* **Short exercise**: Carry on the article about surrealism, Stalinism and the 1938 manifesto, picking up right after its last sentence.

Surrealism published a number of periodicals, including La Révolution Surréaliste (1924-30, co-edited by Pierre Naville) and Le Surréalisme au Service de la Révolution (1930-33). Those publications gave the movement a certain cohesion, and helped spread the ideas outside of France.

A cultural straitjacket

UNDERSTANDABLY, THE SURREALISTS gravitated towards the parties and groupings which seemed to be leading revolutionary struggle. In the 1920s and 1930s, that appeared to be the various communist parties around the world – mass working-class parties backed by the world’s first workers’ state, the Soviet Union. It would take time for people to see through the mistakes and betrayals of Stalinism. Many never did, of course, including Aragon.

The Stalinist bureaucracy in Russia, through its subordinate parties around the world, forced artists and writers into a cultural straitjacket. They were expected to unquestioningly glorify Stalin and his grotesque distortion of socialism. Freedom of expression was gagged by the doctrines of ‘proletarian literature’ and ‘socialist realism’.

As Stalin and the privileged, bureaucratic caste consolidated their grip on power, so the gains and freedoms ushered in by the 1917 revolution were snuffed out. Eventually, there would be little left, except the economic basis of a planned, nationalised economy – twisted out of shape, its socialist foundations barely recognisable – and the basic social provisions of employment, housing and welfare.

In the Moscow show trials from 1936, Stalin began the systematic purging of the genuine revolutionaries from power. The remaining elements of workers’ democracy were dismantled. The trials were the catalyst for many in the surrealist movement to openly challenge Stalinism.

Breaking with Stalin and the communist parties, however, involved the loss of powerful patronage, as they controlled a huge apparatus and influence over the intellectual scenes of many countries. Arguably, the high point of the movement’s influence had been reached by the time of the International Surrealist Exhibition in London 1936.

The manifesto

TOWARDS A FREE Revolutionary Art was completed on 25 July 1938 and published in the autumn edition of the Partisan Review over the signatures of Diego Rivera and André Breton. It is reprinted in the collection of Trotsky’s writings, Art and Revolution. In La Clé des Champs (Free Rein), published in1953, Breton explains that Trotsky was the main contributor.

The wide-ranging manifesto – which is a little shorter than this article – outlined the crisis facing civilisation, not only the approaching world war but generally. Against this backdrop, the position of artists and scientists was practically intolerable as they were shackled to the requirements of the various ruling classes and elites. The regimes of Adolf Hitler and Stalin received specific attention.

However, the manifesto opposed the abstract idea that art could somehow be neutral in a class-based society. ‘Neutrality’, in fact, would mean the continuation of the status quo. In other words, the retention of capitalism (a class-based society) or Stalinism (an increasingly unequal and dictatorial system based on a nationalised, planned economy): "… true art is unable not to be revolutionary, not to aspire to a complete and radical reconstruction of society. This it must do, were it only to deliver intellectual creation from the chains which bind it, and to allow all mankind to raise itself to those heights which only isolated geniuses have achieved in the past. We recognise that only the social revolution can sweep clean the path for a new culture. If, however, we reject all solidarity with the bureaucracy now in control of the Soviet Union, it is precisely because, in our eyes, it represents, not communism, but its most treacherous and dangerous enemy".

* **Stored data**:
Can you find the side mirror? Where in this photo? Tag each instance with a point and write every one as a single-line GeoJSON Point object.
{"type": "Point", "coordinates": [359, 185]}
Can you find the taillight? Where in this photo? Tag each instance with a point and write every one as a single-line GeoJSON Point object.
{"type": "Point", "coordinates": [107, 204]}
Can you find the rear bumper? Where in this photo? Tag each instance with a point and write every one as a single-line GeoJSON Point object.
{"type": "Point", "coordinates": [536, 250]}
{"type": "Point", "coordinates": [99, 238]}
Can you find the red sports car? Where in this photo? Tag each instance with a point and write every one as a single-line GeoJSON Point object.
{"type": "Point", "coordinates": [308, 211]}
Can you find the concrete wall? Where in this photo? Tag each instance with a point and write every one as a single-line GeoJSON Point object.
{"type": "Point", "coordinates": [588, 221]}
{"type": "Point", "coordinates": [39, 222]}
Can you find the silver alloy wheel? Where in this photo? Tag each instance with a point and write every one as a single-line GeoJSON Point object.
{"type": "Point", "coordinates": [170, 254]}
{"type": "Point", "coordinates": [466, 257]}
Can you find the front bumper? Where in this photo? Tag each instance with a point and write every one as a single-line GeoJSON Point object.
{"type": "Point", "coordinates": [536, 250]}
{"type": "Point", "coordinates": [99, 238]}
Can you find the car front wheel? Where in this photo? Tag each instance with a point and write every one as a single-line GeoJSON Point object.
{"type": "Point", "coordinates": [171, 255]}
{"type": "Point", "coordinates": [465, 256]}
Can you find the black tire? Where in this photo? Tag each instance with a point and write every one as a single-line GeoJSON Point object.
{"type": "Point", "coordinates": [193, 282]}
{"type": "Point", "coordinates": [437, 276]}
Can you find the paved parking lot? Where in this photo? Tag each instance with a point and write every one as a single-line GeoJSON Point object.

* **Expected answer**:
The manifesto explained the role artists could play in exposing the real nature of these systems. It rejected controls on artistic expression: "In the realm of artistic creation, the imagination must escape from all constraint and must under no pretext allow itself to be placed under bonds… and we repeat our deliberate intentions of standing by the formula, complete freedom for art".

Many of the themes in the manifesto can be found in other writings by Trotsky, such as Literature and Revolution (1924), as well as in his definitive analysis of the nature of the Soviet Union, The Revolution Betrayed (1937).

In the years immediately after the Russian revolution, Trotsky was one of the main organisers of the new workers’ state. He consistently defended the need for artistic freedom. Again, the manifesto touched on the attitude a genuinely democratic workers’ state should take: "If, for the better development of the forces of material production, the revolution must build a socialist regime with centralised control, to develop intellectual creation an anarchist regime of individual liberty should from the first be established. No authority, no dictation, not the least trace of orders from above!"

While the manifesto understood why artists were drawn to the Stalinist organisations, it explained that their stifling censorship and servility spelt utter demoralisation to any but the most cynical careerist.

Artists of the world, unite!

IT WAS NOT, however, simply an analysis of the situation at the time. This was a manifesto, a call to action. So it included a section on to how to build this international movement: "We know very well that thousands on thousands of isolated thinkers and artists are today scattered throughout the world, their voices drowned out by the loud choruses of well-disciplined liars. Hundreds of small local magazines are trying to gather youthful forces about them, seeking new paths and not subsidies. Every progressive tendency in art is destroyed by fascism as ‘degenerate’. Every free creation is called ‘fascist’ by the Stalinists. Independent revolutionary art must now gather its forces for the struggle against reactionary persecution".

The manifesto is a remarkably succinct treatise on the relationship between art, class society and dictatorship. Although set in a particular period of acute worldwide crisis, it also serves as a general Marxist approach to art and culture.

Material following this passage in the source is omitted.